*WHAT YOU NEED TO DO*
Please copy all of the material below word for word, keeping every line unchanged.

(Records in a dataset)
⁂

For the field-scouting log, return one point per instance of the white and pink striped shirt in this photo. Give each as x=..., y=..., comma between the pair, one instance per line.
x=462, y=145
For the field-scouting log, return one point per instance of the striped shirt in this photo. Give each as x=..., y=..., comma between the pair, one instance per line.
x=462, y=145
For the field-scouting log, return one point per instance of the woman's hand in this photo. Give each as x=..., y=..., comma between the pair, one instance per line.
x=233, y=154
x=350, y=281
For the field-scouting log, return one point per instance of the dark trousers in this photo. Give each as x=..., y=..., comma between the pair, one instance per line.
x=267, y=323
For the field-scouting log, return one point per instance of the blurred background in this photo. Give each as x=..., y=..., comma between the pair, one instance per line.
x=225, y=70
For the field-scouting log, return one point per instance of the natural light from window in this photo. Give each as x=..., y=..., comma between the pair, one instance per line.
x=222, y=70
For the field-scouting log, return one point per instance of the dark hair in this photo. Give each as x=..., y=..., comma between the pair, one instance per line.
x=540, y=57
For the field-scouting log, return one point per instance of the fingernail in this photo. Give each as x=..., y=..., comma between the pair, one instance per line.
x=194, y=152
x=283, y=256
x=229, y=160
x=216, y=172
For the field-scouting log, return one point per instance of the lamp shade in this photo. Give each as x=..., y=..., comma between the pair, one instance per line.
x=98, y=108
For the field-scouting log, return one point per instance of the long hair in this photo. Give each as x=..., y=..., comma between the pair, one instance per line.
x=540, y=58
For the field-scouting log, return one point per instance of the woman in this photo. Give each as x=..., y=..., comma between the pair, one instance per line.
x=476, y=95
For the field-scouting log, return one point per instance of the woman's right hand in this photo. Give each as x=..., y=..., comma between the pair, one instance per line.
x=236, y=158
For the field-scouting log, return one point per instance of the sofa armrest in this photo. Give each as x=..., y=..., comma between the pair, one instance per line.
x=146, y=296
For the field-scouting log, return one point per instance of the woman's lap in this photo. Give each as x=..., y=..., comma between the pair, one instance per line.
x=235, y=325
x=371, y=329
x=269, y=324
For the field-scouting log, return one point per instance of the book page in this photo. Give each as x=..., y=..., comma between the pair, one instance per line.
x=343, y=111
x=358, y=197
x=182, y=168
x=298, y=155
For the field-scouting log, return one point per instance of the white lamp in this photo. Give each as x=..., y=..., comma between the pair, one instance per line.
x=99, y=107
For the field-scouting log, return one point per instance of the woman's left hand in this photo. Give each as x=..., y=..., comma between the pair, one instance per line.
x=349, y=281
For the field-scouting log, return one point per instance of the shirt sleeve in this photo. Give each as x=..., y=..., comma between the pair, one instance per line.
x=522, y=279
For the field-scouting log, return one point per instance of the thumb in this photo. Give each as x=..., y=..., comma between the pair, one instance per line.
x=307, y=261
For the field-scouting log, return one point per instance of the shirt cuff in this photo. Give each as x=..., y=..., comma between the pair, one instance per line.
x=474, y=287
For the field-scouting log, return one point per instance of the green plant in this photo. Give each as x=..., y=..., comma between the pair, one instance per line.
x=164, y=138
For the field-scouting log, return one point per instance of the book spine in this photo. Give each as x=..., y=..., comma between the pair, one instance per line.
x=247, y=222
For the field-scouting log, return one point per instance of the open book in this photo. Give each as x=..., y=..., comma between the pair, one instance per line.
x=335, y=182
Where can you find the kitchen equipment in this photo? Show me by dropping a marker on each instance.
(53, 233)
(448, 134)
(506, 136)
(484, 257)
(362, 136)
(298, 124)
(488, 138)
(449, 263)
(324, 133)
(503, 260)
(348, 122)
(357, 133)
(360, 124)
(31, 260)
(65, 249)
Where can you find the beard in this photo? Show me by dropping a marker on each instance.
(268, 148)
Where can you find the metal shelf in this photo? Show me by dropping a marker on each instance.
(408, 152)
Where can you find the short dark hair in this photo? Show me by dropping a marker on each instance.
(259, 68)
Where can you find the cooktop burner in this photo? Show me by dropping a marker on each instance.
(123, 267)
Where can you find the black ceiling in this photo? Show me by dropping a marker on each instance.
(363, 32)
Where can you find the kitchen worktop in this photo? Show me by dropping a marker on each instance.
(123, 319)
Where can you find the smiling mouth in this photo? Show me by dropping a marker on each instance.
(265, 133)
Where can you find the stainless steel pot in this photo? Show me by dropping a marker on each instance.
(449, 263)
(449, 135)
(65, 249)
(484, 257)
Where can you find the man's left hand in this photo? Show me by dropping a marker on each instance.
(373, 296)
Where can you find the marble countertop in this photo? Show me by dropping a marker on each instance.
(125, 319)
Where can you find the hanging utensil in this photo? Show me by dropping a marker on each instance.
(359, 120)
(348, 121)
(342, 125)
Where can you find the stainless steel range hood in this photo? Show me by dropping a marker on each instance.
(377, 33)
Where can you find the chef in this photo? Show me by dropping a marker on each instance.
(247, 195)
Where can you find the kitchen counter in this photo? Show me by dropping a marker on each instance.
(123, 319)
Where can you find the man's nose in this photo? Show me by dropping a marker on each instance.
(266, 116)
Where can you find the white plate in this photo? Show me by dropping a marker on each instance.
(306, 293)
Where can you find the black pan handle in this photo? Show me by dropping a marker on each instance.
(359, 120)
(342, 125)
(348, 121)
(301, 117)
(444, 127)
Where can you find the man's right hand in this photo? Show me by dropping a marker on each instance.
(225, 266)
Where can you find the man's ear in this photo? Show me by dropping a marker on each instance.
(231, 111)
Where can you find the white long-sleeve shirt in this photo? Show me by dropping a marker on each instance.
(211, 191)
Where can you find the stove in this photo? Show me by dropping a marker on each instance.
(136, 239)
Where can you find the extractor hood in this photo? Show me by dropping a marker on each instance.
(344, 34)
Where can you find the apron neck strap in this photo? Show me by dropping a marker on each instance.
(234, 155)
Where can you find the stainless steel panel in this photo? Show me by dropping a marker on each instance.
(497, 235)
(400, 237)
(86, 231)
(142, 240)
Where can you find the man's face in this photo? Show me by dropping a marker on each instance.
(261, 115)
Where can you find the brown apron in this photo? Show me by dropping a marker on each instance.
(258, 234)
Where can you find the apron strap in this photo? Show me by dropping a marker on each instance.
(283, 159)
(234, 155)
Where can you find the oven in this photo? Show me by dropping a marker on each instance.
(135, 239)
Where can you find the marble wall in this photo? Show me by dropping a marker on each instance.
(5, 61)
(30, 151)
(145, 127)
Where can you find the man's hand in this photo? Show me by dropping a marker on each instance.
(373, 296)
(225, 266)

⁂

*OUTPUT FOR THIS EXERCISE*
For the field-scouting log, return one point per instance of the white and pink striped shirt in this photo. Give each as x=..., y=..., comma between the pair, one instance per line.
x=462, y=145
For the field-scouting log, return one point per instance of the striped shirt in this photo. Give each as x=..., y=..., comma between the pair, one instance per line.
x=462, y=145
For the field-scouting log, return one point per instance of the woman's hand in this photo. Give each as x=..., y=..., comma between the pair, one instance per line.
x=233, y=154
x=350, y=281
For the field-scouting log, return one point per instance of the dark trousers in this photo. Give each as x=..., y=..., comma between the pair, one instance per line.
x=267, y=323
For the field-scouting log, return one point per instance of the blurred background in this photo. Give each as x=..., y=..., comma between the pair, one instance per line.
x=225, y=70
For the field-scouting log, return one point per instance of the natural light from window in this photo. Give each as x=..., y=..., comma between the pair, one instance per line.
x=222, y=70
For the field-scouting log, return one point per instance of the dark hair in this photo. Give each as x=..., y=..., comma between the pair, one instance per line.
x=540, y=57
For the field-scouting log, return one point per instance of the fingernail in this photo. Give each as x=..., y=..., comma between the pair, one instance per line.
x=194, y=152
x=283, y=256
x=229, y=160
x=216, y=172
For the field-scouting log, return one point per instance of the lamp shade in this photo. Give each as x=..., y=..., comma between the pair, one instance per line.
x=98, y=108
For the field-scouting log, return one point per instance of the long hair in this photo. Give each as x=..., y=..., comma between the pair, one instance per line.
x=540, y=58
For the field-scouting log, return one point per instance of the woman in this photo. Give each as x=..., y=..., comma between the pair, one instance per line.
x=476, y=95
For the field-scouting log, return one point per instance of the woman's right hand in this photo. Give each as x=..., y=..., comma between the pair, one instance per line.
x=236, y=158
For the field-scouting log, return one point per instance of the sofa armrest in this photo. Give each as x=..., y=..., comma between the pair, one instance per line.
x=146, y=296
For the field-scouting log, return one point per instance of the woman's lap in this photo. Give each as x=..., y=..., comma between the pair, one instance per line.
x=235, y=325
x=371, y=329
x=269, y=324
For the field-scouting log, return one point per instance of the book page in this photo. Give each as x=..., y=..., comma between the pair, one instance per line.
x=343, y=111
x=358, y=197
x=182, y=168
x=298, y=155
For the field-scouting log, return one point per instance of the white lamp in this photo. Give each as x=..., y=..., comma between the pair, one instance per line.
x=99, y=107
For the field-scouting log, return one point per instance of the woman's left hand in this photo. Give each as x=..., y=..., comma between the pair, one instance per line.
x=349, y=281
For the field-scouting log, return one point per instance of the shirt sleeve in this photo. Give each as x=..., y=..., comma between the pair, one instance per line.
x=522, y=279
For the field-scouting log, return one point per instance of the thumb in this photo. Give each as x=..., y=..., comma between the pair, one instance per line.
x=307, y=261
For the field-scouting log, return one point per instance of the shirt cuff in this photo. Give each as x=..., y=..., comma between the pair, one instance per line.
x=474, y=287
For the field-scouting log, return one point per instance of the green plant in this photo. Give each as x=..., y=..., comma between the pair, one instance per line.
x=164, y=138
For the field-scouting log, return one point per instance of the book spine in this photo. Give each as x=..., y=..., comma between the pair, one instance per line.
x=247, y=222
For the field-scouting log, return one point per instance of the open book in this photo. Give each as x=..., y=..., comma between the pair, one instance per line.
x=335, y=182
Where can you find the kitchen equipment in this photo? Show me by dropping a marker on each instance.
(53, 233)
(448, 134)
(506, 136)
(484, 257)
(362, 136)
(298, 124)
(488, 138)
(449, 263)
(324, 133)
(503, 260)
(348, 122)
(357, 133)
(360, 124)
(31, 260)
(65, 249)
Where can you find the beard in this photo? Show me by dropping a marker on each instance.
(268, 148)
Where can you find the metal shelf in this photo? Show me by dropping a marker on each instance.
(408, 152)
Where can you find the short dark hair in this photo? Show me by dropping a marker on each instance.
(259, 68)
Where can you find the cooktop burner in this photo? Show me by dropping a marker on each instance.
(123, 267)
Where can you find the black ceiling in this photo? Show me by dropping a marker on each instance.
(363, 32)
Where can you find the kitchen worktop in this photo? Show me by dropping a marker on each instance.
(123, 319)
Where can you find the smiling mouth in this photo? Show me by dropping a marker on each instance.
(265, 133)
Where can you find the stainless steel pot in this photo? Show me by dropping a marker on each instance.
(449, 263)
(449, 135)
(65, 249)
(484, 257)
Where can you find the man's left hand in this photo? Show me by dropping a marker on each instance.
(373, 296)
Where can you find the marble countertop in this photo? Show me by dropping a marker on each instance.
(125, 319)
Where can you find the hanging utensil in this photo? Show me by dropping a marker on each instance.
(359, 120)
(348, 121)
(342, 125)
Where can you find the stainless steel range hood in this photo? Show me by dropping a marker on each instance.
(377, 33)
Where can you find the chef in this photo? Show me by dropping a marker on each instance.
(247, 195)
Where can you find the kitchen counter in this photo? Show me by dropping a marker on each instance.
(123, 319)
Where can you find the man's nose in this photo? Show me by dropping a marker on each instance.
(266, 116)
Where can you find the white plate in this photo? Show me by dropping a marker on each instance.
(306, 293)
Where can you find the black pan handle in this photo? Show me by dropping a marker on each instance.
(359, 120)
(342, 125)
(348, 121)
(301, 117)
(444, 127)
Where can you find the man's right hand in this photo? Show me by dropping a marker on each instance.
(225, 266)
Where can you find the man's ear in this photo? Show me by dropping a marker on each instance.
(231, 111)
Where can you find the white long-sleeve shirt in this photo? Show me by dropping a marker on each instance.
(211, 191)
Where can you find the stove in this photo? Show me by dropping a marker on each instance.
(136, 239)
Where can you find the extractor hood in this photo? Show me by dropping a marker on each instance.
(344, 34)
Where can you find the apron neck strap in this photo? Show me by dropping a marker on each instance.
(234, 155)
Where can you find the stainless steel panel in this photo? Show me by dropping a marker on each instance.
(497, 235)
(400, 237)
(86, 231)
(142, 240)
Where can you find the man's face in this photo? Show me by dropping a marker on each instance.
(261, 115)
Where can you find the brown apron in this photo? Show me by dropping a marker on each instance.
(258, 234)
Where can you find the apron strap in this photo? Show me by dropping a marker on each instance.
(283, 159)
(234, 155)
Where can you find the oven in this photo? Show me by dropping a marker on each instance.
(135, 239)
Where can you find the marble wall in this photo? Show me by dropping a marker on each instance.
(5, 61)
(30, 151)
(145, 127)
Where can you find the man's hand in this photo? Show me by dropping a marker on each instance.
(373, 296)
(225, 266)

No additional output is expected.